*The task:* Your answer is a number only: how many lines in the data below contain "hockey"?

*Records provided:*

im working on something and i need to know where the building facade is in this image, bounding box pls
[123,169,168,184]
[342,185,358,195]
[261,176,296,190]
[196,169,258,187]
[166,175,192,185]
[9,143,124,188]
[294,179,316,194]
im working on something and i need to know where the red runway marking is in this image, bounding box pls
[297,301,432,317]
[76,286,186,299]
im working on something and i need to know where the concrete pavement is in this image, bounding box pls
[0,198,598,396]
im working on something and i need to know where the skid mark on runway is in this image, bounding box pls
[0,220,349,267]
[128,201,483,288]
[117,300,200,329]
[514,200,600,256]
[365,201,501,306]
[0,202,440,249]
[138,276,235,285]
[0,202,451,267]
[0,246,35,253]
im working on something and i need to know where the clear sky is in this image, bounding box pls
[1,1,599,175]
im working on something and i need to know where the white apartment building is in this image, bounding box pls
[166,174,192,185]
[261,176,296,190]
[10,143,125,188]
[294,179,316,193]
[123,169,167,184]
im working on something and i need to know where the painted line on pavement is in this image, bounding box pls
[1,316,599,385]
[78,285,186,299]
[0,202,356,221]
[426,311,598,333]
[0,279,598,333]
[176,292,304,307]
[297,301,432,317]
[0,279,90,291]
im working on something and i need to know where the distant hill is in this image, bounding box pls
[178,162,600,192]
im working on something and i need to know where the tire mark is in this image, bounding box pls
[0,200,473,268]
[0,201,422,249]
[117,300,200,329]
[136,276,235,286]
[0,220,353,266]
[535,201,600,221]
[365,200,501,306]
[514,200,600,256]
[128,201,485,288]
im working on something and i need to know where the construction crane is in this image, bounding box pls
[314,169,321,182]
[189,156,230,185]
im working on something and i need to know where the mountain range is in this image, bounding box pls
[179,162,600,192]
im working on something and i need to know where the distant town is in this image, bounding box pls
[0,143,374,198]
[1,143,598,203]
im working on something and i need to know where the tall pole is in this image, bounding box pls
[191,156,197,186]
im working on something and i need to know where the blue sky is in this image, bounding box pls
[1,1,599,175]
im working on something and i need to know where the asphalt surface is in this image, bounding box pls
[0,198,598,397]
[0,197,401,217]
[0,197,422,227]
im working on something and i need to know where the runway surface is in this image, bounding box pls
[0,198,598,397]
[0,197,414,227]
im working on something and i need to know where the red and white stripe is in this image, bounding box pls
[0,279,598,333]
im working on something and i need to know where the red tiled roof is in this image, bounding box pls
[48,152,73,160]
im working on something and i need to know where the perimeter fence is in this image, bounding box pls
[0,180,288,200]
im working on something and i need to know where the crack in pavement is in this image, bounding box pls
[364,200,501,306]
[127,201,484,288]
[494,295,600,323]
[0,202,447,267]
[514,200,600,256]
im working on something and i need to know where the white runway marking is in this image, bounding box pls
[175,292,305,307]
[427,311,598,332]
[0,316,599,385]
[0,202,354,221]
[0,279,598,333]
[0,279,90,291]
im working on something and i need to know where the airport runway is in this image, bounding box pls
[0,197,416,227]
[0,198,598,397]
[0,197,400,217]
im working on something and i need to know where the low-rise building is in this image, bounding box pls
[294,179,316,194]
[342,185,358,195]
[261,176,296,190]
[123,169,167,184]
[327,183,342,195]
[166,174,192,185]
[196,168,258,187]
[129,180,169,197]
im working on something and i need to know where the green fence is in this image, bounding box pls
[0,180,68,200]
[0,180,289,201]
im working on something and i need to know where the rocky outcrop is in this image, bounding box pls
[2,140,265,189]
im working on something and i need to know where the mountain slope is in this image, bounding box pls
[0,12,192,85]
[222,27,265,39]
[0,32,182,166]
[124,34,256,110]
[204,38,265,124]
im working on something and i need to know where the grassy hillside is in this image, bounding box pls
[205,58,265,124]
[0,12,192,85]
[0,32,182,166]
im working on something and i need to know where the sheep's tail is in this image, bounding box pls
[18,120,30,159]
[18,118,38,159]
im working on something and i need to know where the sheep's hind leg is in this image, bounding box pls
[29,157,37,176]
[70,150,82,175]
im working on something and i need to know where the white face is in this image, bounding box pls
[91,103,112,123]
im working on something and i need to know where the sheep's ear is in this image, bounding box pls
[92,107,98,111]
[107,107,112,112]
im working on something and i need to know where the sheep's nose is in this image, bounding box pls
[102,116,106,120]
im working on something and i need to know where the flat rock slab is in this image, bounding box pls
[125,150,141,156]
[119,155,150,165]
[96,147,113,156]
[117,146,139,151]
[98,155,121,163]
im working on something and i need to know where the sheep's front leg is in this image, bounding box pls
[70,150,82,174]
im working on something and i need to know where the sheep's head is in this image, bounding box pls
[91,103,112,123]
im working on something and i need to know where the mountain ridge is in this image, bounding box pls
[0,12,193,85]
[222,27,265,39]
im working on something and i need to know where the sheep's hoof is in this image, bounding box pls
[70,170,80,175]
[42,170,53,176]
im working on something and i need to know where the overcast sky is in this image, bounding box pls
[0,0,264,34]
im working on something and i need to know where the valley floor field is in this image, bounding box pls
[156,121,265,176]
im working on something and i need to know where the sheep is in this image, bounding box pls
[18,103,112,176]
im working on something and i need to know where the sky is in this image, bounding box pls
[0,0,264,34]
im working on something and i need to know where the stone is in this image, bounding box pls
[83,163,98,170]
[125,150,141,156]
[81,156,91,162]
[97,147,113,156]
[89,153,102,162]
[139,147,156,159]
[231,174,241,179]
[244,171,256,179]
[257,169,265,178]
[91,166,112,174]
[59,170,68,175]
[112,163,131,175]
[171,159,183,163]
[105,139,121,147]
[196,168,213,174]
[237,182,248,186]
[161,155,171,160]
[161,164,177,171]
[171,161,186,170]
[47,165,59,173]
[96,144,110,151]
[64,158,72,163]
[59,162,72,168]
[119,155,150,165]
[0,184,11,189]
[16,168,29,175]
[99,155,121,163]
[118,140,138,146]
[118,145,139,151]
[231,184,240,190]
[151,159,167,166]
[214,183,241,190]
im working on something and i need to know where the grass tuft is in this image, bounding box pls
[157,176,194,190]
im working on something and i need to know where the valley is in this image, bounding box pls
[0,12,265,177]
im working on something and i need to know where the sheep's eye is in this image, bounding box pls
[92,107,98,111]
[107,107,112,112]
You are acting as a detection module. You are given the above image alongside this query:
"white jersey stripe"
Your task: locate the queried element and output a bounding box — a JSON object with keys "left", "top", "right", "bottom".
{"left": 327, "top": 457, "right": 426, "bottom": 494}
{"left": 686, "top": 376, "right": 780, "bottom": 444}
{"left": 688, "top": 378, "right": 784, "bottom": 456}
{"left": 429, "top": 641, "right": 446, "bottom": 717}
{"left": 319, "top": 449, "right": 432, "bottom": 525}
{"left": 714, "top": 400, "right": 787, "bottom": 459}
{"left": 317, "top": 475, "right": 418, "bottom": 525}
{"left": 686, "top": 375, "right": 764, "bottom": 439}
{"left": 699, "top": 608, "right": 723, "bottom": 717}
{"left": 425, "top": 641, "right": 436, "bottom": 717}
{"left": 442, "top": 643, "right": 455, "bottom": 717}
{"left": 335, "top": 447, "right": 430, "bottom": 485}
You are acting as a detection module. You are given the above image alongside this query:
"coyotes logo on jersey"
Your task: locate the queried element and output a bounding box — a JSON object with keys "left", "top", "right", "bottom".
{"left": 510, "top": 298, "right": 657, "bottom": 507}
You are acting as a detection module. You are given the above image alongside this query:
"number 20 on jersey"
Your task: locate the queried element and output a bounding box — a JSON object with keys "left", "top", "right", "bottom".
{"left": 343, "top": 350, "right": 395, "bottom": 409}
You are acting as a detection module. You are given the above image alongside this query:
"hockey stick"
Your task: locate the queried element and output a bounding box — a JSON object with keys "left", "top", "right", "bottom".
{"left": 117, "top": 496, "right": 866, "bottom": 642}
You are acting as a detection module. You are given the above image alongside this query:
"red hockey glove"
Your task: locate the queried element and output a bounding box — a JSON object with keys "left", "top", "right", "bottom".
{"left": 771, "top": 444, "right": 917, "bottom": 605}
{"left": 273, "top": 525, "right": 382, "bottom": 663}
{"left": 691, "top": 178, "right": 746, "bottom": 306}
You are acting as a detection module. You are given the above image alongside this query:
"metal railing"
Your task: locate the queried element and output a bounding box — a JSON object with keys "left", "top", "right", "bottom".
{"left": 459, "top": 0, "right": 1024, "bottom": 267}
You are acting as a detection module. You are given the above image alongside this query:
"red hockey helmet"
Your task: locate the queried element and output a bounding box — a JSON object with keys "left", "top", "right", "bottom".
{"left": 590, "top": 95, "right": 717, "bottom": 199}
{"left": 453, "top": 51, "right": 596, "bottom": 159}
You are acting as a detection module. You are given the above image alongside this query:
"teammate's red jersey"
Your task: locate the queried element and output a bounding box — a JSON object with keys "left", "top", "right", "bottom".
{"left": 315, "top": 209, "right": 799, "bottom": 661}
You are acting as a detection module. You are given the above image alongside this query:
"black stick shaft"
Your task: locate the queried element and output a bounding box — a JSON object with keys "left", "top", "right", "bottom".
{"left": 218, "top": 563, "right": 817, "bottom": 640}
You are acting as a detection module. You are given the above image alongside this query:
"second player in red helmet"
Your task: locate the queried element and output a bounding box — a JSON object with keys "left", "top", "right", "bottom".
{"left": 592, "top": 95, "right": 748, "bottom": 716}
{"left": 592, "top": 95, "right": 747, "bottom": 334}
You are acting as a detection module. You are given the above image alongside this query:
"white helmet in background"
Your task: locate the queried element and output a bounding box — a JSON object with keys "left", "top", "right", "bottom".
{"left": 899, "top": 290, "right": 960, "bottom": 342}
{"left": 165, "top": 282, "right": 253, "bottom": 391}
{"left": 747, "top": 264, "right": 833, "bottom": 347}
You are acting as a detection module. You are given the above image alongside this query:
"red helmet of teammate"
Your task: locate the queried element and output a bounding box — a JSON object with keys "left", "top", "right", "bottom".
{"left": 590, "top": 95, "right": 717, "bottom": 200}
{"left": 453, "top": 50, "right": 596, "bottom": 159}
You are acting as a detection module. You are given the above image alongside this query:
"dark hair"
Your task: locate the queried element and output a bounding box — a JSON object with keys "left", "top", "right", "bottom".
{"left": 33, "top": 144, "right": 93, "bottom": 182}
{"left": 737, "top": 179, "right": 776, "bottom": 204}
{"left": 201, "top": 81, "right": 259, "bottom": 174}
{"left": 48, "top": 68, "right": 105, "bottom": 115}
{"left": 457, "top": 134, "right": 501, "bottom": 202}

*Expected answer:* 3